» **EXERCISE DESCRIPTION**
Copy the data exactly. No line may be skipped.

Dataset entries
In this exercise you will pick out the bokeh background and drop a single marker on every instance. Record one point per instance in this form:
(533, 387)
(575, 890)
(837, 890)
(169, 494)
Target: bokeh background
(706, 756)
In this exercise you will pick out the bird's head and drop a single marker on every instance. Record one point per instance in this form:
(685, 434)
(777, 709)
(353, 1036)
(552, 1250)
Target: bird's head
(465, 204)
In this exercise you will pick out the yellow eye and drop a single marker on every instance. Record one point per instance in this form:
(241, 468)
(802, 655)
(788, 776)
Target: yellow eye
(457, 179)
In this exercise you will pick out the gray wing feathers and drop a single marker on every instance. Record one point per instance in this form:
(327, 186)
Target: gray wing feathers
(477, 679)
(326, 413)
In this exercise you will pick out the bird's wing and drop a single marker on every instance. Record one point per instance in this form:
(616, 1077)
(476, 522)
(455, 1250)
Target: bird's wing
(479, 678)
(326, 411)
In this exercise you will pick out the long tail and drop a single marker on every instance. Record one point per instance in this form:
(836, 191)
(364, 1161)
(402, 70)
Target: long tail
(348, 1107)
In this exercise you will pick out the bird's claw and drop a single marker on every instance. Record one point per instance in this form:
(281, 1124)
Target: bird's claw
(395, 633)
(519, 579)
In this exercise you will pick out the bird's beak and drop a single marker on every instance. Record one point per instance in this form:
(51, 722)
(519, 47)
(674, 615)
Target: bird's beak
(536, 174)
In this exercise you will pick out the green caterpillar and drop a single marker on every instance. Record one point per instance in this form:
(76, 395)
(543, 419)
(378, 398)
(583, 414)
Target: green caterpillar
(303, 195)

» **REPLY**
In this exercise you will pick out the bokeh background and drop a single marker on every instance. Record one point per instance in this form:
(533, 387)
(575, 890)
(837, 890)
(169, 494)
Target: bokeh background
(706, 756)
In this exercise you will pick out the bird's head and drop a single marker on every instance. Record one point per instance in this form:
(685, 434)
(777, 709)
(353, 1036)
(552, 1250)
Target: bird's head
(465, 204)
In this exercise you will pick out the yellow eye and drop a single marker on every instance. Record one point per instance in this form:
(241, 468)
(802, 655)
(788, 776)
Target: yellow eye
(457, 179)
In this exercise you will pick out the gray wing feathers and drop a single marker on every instance. Record one point per instance in this form:
(327, 186)
Target: gray wing feathers
(477, 679)
(326, 413)
In this exercise you will pick out the bird's wing and drop a single marker on every instance. Record one point per instance in this form:
(616, 1077)
(476, 522)
(455, 1250)
Target: bird's wing
(479, 678)
(326, 411)
In this exercise you will pick out the long tail and drop a single marker on every instance. Record one point per instance in this form:
(836, 191)
(364, 1161)
(402, 70)
Target: long tail
(348, 1107)
In this exercise you will pick out the bird's claw and drop a single marker on every instance. Record one point per instance in this form:
(281, 1124)
Target: bird's claw
(395, 633)
(519, 579)
In this exercise you will pick out the bird's beak and drop a single marker on every instance. Record one point per instance in this form:
(51, 722)
(519, 47)
(674, 615)
Target: bird's beak
(536, 174)
In this exercise you will pick out the green caterpillar and drop a single marker on every instance. Record one point per instance in this form:
(76, 395)
(543, 419)
(378, 398)
(583, 414)
Target: green caterpillar
(303, 195)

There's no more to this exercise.